DE ANGELO Carlos Daniel
congresos y reuniones científicas
Environmental and sociodemographic risk factors of soil-transmitted helminths and intestinal protozoa infections in a tri-border area of South-America
RIVERO, MARÍA ROMINA; DE ANGELO, CARLOS; SALAS, MARTÍN M.; NÚÑEZ, PABLO; SALOMON, OSCAR D.; LIANG, SONG
Workshop; Graduate Student Research Day; 2015
Office of Research University of Florida
Intestinal parasitic infections are among the most common infections in tropical and subtropical regions of developing countries and the diseases they cause are in the group of neglected tropical diseases. Puerto Iguazú is a tri-border touristic city of South-America located in the north of Argentina, bordering with Brazil and Paraguay. Although the region?s socioeconomic and physical environments are speculated in favor of prevalence of human intestinal parasites, information is very limited. The study aims to assess the current status of major soil-transmitted helminth and zoonotic enteroparasitic infections in humans and their associated risk factors in Puerto Iguazú city. A cross-sectional study was conducted in urban-periurban, rural and forest areas in proximity to the town from July 2013 to January 2015. 744 soil samples, 530 canine?s feces and 380 human stool samples were collected and examined for soil-transmitted helminths (e.g. Ascaris lumbricoides, hookworms and whipworms) and intestinal protozoan parasites (e.g. Giardia lamblia, Cryptosporidium parvum). Generalized linear models were employed to assess presence/absence of the parasites and infection intensities vs. risk factors including multiple local and landscape variables (e.g. land cover, topography, sociodemographic conditions) Geographical Information Systems were utilized to extract relevant spatial information and for model building and to construct risk maps. The results suggested that environmental contamination in urban-periurban area was the most significant risk factor for parasitic infections. Based on maps and models analysis we are able to select the most vulnerable zones for short and long-term integrated interventions.

--- Task instructions ---
From the abstract above, list every parasite named as one that the collected samples were examined for.

--- Information shown ---
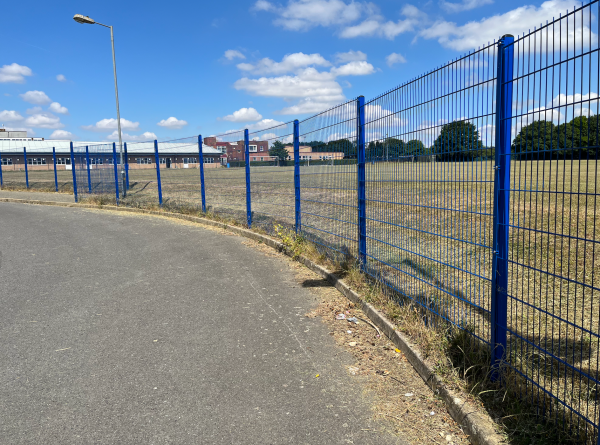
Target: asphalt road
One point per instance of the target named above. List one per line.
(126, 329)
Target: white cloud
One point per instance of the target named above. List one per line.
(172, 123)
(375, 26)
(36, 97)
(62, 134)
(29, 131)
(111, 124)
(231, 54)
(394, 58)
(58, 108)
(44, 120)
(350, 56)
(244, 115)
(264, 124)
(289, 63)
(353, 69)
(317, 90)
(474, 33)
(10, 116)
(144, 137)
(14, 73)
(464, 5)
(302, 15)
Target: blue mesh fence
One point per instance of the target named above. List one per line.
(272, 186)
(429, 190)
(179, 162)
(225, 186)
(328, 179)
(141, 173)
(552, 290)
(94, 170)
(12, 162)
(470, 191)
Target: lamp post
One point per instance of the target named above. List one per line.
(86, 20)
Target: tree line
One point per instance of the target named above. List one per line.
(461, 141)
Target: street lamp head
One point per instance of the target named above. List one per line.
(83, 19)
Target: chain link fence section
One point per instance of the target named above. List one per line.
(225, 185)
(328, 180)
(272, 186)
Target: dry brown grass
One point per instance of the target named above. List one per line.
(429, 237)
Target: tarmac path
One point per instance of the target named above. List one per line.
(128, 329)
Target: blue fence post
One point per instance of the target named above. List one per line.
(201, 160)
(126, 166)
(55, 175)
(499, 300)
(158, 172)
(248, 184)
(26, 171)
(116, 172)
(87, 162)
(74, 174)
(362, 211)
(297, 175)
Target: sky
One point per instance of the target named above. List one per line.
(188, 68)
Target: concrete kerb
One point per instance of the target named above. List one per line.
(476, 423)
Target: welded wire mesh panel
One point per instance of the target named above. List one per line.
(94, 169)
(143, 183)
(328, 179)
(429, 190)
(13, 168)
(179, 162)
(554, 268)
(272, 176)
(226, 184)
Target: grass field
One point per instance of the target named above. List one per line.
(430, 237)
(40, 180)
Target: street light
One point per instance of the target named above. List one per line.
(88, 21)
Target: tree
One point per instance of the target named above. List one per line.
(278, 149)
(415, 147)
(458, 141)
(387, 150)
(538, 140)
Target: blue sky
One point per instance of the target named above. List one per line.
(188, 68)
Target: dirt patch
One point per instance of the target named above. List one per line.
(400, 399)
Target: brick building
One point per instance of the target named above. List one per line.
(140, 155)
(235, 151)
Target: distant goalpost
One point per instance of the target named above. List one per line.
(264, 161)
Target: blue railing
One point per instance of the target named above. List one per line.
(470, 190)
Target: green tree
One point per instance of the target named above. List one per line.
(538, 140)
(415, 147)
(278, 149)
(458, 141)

...

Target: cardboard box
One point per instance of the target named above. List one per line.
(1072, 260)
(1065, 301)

--- Expected answer ---
Ascaris lumbricoides, hookworms, whipworms, Giardia lamblia, Cryptosporidium parvum